Directions: Each of the entries should be retyped precisely as it appears.

Information shown:
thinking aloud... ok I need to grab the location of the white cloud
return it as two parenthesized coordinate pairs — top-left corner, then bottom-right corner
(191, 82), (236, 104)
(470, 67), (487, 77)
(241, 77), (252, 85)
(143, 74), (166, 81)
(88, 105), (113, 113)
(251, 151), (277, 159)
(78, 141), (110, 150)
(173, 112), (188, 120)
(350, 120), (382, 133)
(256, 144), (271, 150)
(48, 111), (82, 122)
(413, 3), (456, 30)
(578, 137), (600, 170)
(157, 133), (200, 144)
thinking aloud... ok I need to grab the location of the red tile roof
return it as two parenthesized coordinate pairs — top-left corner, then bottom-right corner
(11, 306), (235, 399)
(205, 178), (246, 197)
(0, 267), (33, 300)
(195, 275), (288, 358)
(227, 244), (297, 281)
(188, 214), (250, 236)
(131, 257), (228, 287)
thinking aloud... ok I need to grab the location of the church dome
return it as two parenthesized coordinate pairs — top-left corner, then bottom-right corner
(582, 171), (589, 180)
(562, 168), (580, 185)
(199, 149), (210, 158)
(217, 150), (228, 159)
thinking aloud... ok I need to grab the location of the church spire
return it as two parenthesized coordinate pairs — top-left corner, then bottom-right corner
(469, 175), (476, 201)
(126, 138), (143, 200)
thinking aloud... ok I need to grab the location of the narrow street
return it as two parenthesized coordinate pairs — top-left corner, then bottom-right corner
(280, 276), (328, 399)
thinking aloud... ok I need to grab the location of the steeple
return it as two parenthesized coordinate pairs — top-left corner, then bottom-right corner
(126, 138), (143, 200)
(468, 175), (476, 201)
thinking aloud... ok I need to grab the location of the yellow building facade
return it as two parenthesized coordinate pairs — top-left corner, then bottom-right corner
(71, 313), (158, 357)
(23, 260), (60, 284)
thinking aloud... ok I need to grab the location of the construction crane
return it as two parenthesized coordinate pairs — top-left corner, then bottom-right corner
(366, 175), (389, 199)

Answer for this exercise:
thinking aloud... ok I need to grab the location of the white cloud
return it as two parenthesized coordinate pairs — top-left corner, then bottom-right corner
(191, 82), (236, 104)
(470, 67), (487, 77)
(241, 77), (252, 85)
(143, 74), (166, 81)
(88, 105), (113, 113)
(251, 151), (277, 159)
(78, 141), (110, 150)
(173, 112), (188, 120)
(350, 120), (382, 133)
(256, 144), (271, 150)
(48, 111), (82, 122)
(413, 3), (456, 30)
(578, 137), (600, 170)
(157, 133), (200, 144)
thinking aloud... ok I need to grab the location of the red tile roof
return it as two parenthesized coordinate pairs — top-left corner, then bottom-right corner
(11, 306), (235, 399)
(205, 178), (246, 197)
(0, 267), (33, 300)
(195, 275), (288, 358)
(227, 244), (297, 281)
(188, 214), (250, 236)
(131, 257), (228, 287)
thinking aloud... ok I need to grab the location of the church dome
return it as two parenthesized coordinate pairs — top-left corner, then bottom-right corner
(582, 171), (589, 180)
(562, 168), (580, 185)
(199, 149), (210, 158)
(217, 150), (228, 159)
thinking aloud... ok I need to grab the location of the church spire
return it as two parenthesized coordinate pairs — top-left corner, then bottom-right corner
(469, 175), (476, 201)
(126, 138), (143, 200)
thinking aloud... ok I need to grab the location of the narrow street
return it as two parenthesized coordinate pairs — top-left corner, then bottom-right corner
(280, 276), (328, 399)
thinking aloud... ok I need to grab the location of the steeple
return it as two parenthesized coordinate pairs — top-left corner, then bottom-right corner
(126, 138), (143, 200)
(468, 175), (476, 201)
thinking aloud... ok I need to grab the location of the yellow building facade
return it as two parenthesized coordinate pairs — top-left corner, then bottom-right corner
(71, 313), (158, 357)
(23, 260), (60, 284)
thinking aloud... ok I need to grab the location of the construction crane
return it as two parenthesized coordinate pairs — top-left corner, then bottom-right corner
(366, 175), (389, 199)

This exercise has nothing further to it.